═══ Excerpt
The monitoring data of the Li-ion battery comprise 168 cycles of voltage, current, and temperature. To begin, we considered the initial $N=100$ cycles as training data to build a prediction model.

(b).

The original discretized measurements are transformed to smooth curves by applying the B-spline basis expansion. The number of knots is chosen, for each of voltage, current, and temperature, such that the fitted model has the lowest BIC value.

(c).

The fPCA technique is performed on each monitoring variable, and the mean function $\mu \left(t\right)$, fPC scores ${\xi }_{ik}, k=1, \dots , K$, and corresponding eigenfunctions are obtained for each predictor. These fPC scores characterize the status of the battery at the corresponding cycle.

(d).

The LASSO regression model is trained based on fPC scores. The LASSO complexity parameter is chosen by the $\mathrm{K}$-fold cross-validation with 5 folds.

(e).

To test the model, the monitoring variables’ measurements for the forthcoming $P=20$ cycles are predicted. Simple linear regression was used for this task for each time point. For the voltage measurements for a time point of $j=1$, for example, we fit the following model to the initial 100 cycles of data:

$$v_{i1}={\beta }_0+{\beta }_{1}i+{\epsilon }_{i1},\hspace{1em} i=1, \dots , 100$$

(4)

Then, the fitted model is extrapolated to produce ${\widehat{v}}_{i1}, i=101, \dots , 120$. This process is repeated for each time point of $j=1, \dots , m_i$. Merging these resulting responses, we obtain the predicted 20 cycles, which are almost indistinguishable from actual cycles. The B-spline with the number of knots learned by the training data is applied to these predicted measurements.

(f).

Using the eigenfunctions obtained from the training phase, the fPC scores are extracted from each predicted curve.

(g).

The prediction of ${\widehat{y}}_i, i=101, \dots , 120$ are obtained by LASSO model obtained in (d) and compared with the true battery capacity values to evaluate the model performance.

The functional data explorer from the software JMP Pro 14 [33] was used to implement the tasks mentioned above, except (e), which provides useful features to deal with functional data provided as discrete measurements. Task (e) was conducted using R [34].

4. Experimental Results

The fPCA model was employed to analyze the initial 100 cycles of data of voltage, current, and temperature to provide fPC scores and eigenfunctions. Based on the BIC value, the cubic spline was adopted to fit the model. We set the number of knots to 35, which provided better results than other options. Figure 2 illustrates examples of the fitted B-spline basis expansion model for the first 25 cycles of voltage curves.

The fPCA for voltage provided fPC scores and eigenfunctions, where the first fPC was responsible for 75.4% of the data variation and the second fPC was accountable for 21.1% of the data difference. Similar results were found in the case of current. The first fPC was responsible for about 67.2% of the variation and the second fPC was responsible for 29.2% of the variation in the functional current data. The temperature shows multiple fPCs for the variation, where the majority was covered by both the first and second fPCs. The first fPC was responsible for 42% and the second fPC covered 33% of data variation. Figure 3 demonstrates the corresponding eigenfunctions against fPC scores that we obtained from voltage, current, and temperature.

The battery capacity prediction begins with predicting the voltage, current, and temperature of the forthcoming cycles using simple linear regression. We obtained similar shapes of cycles as those of the preceding 100 cycles. Figure 4 illustrates the predicted 20 cycles of current, temperature, and voltage.
══════
═══ Supplied material
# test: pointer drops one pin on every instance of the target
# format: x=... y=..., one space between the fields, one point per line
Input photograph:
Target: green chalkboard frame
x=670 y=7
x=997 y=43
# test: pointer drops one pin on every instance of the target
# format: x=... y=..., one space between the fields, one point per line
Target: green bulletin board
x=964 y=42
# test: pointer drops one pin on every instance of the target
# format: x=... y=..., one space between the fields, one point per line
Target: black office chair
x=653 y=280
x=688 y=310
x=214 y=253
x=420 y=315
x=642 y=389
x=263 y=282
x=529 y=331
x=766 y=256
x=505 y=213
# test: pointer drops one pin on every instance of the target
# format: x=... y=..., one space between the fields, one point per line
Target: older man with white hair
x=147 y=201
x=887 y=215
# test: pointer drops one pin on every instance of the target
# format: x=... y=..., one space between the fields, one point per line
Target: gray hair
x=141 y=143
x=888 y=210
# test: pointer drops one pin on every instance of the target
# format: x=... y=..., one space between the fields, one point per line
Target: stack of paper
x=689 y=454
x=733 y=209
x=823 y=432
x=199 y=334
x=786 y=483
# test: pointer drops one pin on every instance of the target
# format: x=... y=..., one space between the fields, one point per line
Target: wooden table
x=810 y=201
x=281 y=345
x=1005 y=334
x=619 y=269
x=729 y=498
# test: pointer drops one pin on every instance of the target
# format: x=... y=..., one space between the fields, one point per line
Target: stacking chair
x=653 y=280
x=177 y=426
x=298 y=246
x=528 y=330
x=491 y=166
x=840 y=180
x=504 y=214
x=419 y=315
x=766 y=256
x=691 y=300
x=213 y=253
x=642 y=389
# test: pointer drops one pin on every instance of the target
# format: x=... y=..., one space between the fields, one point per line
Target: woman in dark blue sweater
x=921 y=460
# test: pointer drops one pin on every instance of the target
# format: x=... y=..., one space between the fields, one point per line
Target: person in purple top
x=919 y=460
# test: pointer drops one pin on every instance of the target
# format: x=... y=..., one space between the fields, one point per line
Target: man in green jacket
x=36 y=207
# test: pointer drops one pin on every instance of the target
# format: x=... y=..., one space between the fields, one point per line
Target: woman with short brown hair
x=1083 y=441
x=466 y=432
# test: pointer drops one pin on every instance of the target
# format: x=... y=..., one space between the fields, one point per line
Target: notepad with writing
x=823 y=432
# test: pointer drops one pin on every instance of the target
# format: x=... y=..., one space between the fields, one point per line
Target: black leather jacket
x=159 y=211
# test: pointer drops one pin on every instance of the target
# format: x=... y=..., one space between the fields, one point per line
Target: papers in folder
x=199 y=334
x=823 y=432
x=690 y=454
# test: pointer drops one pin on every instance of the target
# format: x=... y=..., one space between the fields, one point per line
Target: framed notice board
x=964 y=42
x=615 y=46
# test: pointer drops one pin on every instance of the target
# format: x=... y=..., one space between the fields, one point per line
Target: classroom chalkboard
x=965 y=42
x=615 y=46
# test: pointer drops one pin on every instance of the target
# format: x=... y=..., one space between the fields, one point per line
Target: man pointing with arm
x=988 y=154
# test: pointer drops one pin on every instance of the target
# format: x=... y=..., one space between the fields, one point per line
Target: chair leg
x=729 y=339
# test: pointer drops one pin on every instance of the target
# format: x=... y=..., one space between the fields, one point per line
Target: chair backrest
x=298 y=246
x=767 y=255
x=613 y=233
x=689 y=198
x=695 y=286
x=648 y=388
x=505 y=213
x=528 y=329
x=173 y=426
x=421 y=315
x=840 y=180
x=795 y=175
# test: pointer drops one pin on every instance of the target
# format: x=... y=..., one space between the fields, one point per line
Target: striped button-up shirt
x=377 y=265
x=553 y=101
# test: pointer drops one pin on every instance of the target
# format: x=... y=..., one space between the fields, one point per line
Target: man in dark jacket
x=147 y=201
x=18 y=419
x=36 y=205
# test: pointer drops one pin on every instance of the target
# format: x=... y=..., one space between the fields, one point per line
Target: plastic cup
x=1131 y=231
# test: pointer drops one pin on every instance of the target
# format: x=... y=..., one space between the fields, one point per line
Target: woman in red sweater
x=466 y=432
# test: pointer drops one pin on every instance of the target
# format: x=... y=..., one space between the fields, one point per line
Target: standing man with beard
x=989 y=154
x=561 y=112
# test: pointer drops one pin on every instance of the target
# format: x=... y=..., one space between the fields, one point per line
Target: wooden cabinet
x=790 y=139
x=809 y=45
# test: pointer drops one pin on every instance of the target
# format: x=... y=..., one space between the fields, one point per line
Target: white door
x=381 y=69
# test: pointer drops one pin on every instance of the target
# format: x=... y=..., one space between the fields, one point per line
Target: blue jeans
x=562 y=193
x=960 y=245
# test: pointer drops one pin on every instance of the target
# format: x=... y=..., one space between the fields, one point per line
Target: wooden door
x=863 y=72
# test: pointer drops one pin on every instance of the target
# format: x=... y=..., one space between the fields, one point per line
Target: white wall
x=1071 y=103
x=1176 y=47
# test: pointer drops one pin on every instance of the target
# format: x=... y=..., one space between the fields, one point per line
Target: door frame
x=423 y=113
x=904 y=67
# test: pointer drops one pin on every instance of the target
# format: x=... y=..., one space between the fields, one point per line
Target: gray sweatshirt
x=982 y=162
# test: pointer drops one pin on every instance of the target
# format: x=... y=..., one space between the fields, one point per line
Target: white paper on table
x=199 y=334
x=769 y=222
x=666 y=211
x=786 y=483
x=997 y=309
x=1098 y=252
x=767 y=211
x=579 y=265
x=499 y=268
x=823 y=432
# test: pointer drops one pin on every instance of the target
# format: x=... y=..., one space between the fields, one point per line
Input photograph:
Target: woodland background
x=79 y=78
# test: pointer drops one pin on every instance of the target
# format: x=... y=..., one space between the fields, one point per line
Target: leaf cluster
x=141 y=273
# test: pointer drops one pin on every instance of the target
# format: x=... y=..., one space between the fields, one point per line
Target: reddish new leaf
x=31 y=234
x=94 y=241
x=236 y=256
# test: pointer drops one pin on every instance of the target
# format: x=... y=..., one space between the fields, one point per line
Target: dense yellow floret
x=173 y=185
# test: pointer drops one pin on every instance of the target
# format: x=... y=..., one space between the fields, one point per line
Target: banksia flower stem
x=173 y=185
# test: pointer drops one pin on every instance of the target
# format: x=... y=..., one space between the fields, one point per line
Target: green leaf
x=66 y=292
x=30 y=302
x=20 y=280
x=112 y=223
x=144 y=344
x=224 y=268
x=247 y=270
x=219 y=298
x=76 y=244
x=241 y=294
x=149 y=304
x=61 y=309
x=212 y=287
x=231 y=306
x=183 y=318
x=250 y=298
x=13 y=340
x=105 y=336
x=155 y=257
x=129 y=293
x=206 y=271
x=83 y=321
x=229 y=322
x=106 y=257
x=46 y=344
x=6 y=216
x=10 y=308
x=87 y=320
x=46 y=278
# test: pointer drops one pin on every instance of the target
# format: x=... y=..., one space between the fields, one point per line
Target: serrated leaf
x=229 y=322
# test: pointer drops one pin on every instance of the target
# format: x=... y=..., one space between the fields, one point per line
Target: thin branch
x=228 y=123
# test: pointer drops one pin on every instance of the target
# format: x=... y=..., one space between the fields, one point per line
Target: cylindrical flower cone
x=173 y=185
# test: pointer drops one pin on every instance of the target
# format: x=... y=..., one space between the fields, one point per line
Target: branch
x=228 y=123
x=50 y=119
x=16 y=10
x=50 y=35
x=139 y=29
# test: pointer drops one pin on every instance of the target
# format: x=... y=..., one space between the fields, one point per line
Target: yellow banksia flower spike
══════
• **Tasks to complete**:
[a] Answer these questions about the battery capacity excerpt:
(i) How many of the 168 cycles were first taken as training data?
(ii) What share of the variation in voltage did the first fPC account for?
(iii) Which software was used to carry out task (e)?
[b] Write the next part of the battery capacity prediction excerpt, starting after its final sentence.

• **Expected answers**:
[a]
(i) 100 cycles
(ii) 75.4%
(iii) R

[b]
The fPC scores that we obtained through the model are the input for the generalized regression model, where we used adaptive LASSO regression with five-fold cross-validation. LASSO was used to train the preceding fPC scores with their corresponding capacity and to help predict the capacity based on the fPC scores of predicted cycles. We considered the initial 100 cycles as a training dataset, and the predicted 20 cycles were used for model testing. Figure 5 shows the plot for predicted capacity versus capacity residuals for the training dataset.

As shown in Figure 5, the residuals are randomly distributed, which corroborates the model validity and facilitates credible prediction outcomes. The result provides evidence that the capacity prediction appears to be closer to the actual curve and is more accurate with more capacity data if available for further updates.

Initially, the study considered 100 cycles and predicted the capacity for the subsequent 20 cycles. We continued the process considering 120 cycles and predicted the following 20 cycles. This process helped us to check the model and verify its accuracy of prediction. Figure 6 shows the outcome of the model capacity from cycle 1 to 120. The fitted capacity curve is color coded, so that fitted capacity and predicted capacity are evident.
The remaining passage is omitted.